PROBLEM STATEMENT: Rewrite the lines of the records below as a numbered list, skipping blank lines and omitting the pictures.

MATERIAL FOR THE TASK:
━━━━━━━━━━━━━━━━━━━━━━━━━━━━━━
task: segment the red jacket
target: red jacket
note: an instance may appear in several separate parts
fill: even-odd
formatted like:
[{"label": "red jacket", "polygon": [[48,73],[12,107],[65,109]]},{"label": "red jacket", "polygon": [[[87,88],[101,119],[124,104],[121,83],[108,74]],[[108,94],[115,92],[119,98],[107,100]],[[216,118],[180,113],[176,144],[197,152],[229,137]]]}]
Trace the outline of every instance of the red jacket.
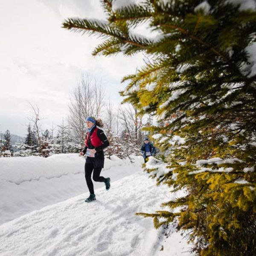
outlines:
[{"label": "red jacket", "polygon": [[[97,135],[97,131],[98,130],[98,128],[96,127],[93,131],[93,133],[91,134],[90,136],[90,141],[92,145],[94,147],[99,147],[99,146],[101,146],[103,144],[103,143],[102,141],[98,137]],[[86,138],[85,139],[85,140],[84,141],[84,143],[85,143],[85,145],[86,146],[88,147],[88,143],[87,143],[87,141],[89,139],[89,136],[90,134],[90,132],[88,132],[86,135]]]}]

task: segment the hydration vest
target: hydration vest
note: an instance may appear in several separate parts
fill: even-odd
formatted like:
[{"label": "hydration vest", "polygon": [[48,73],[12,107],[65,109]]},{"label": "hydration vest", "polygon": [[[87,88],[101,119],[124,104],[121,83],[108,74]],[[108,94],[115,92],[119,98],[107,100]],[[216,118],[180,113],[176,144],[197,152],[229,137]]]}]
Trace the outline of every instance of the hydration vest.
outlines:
━━━━━━━━━━━━━━━━━━━━━━━━━━━━━━
OUTPUT OF THE TASK:
1. task: segment the red jacket
2. target: red jacket
3. note: an instance may appear in several separate parts
4. fill: even-odd
5. formatted like:
6. [{"label": "red jacket", "polygon": [[48,73],[12,107],[65,109]]},{"label": "red jacket", "polygon": [[[87,88],[101,119],[124,104],[121,83],[108,74]],[[108,94],[115,92],[119,98],[107,100]],[[216,118],[180,113],[176,144],[197,152],[229,137]]]}]
7. Trace the outline of every instance of the red jacket.
8. outlines:
9. [{"label": "red jacket", "polygon": [[[97,135],[97,131],[98,130],[98,128],[96,127],[93,131],[93,133],[91,134],[90,136],[90,141],[92,145],[94,147],[99,147],[99,146],[101,146],[103,144],[103,143],[102,141],[98,137]],[[86,138],[85,139],[85,140],[84,141],[84,143],[85,143],[85,145],[86,146],[88,147],[88,143],[87,143],[87,141],[89,139],[89,136],[90,134],[90,132],[88,132],[86,135]]]}]
10. task: segment the hydration vest
11. target: hydration vest
12. note: an instance may appear in several separate parts
13. fill: even-odd
14. formatted like:
15. [{"label": "hydration vest", "polygon": [[48,73],[12,107],[65,109]]},{"label": "hydration vest", "polygon": [[[87,88],[101,119],[124,104],[121,83],[108,74]],[[108,94],[115,92],[119,98],[107,100]],[[216,118],[180,113],[176,144],[197,152],[229,137]]]}]
16. Trace the outline of every instance of the hydration vest.
17. outlines:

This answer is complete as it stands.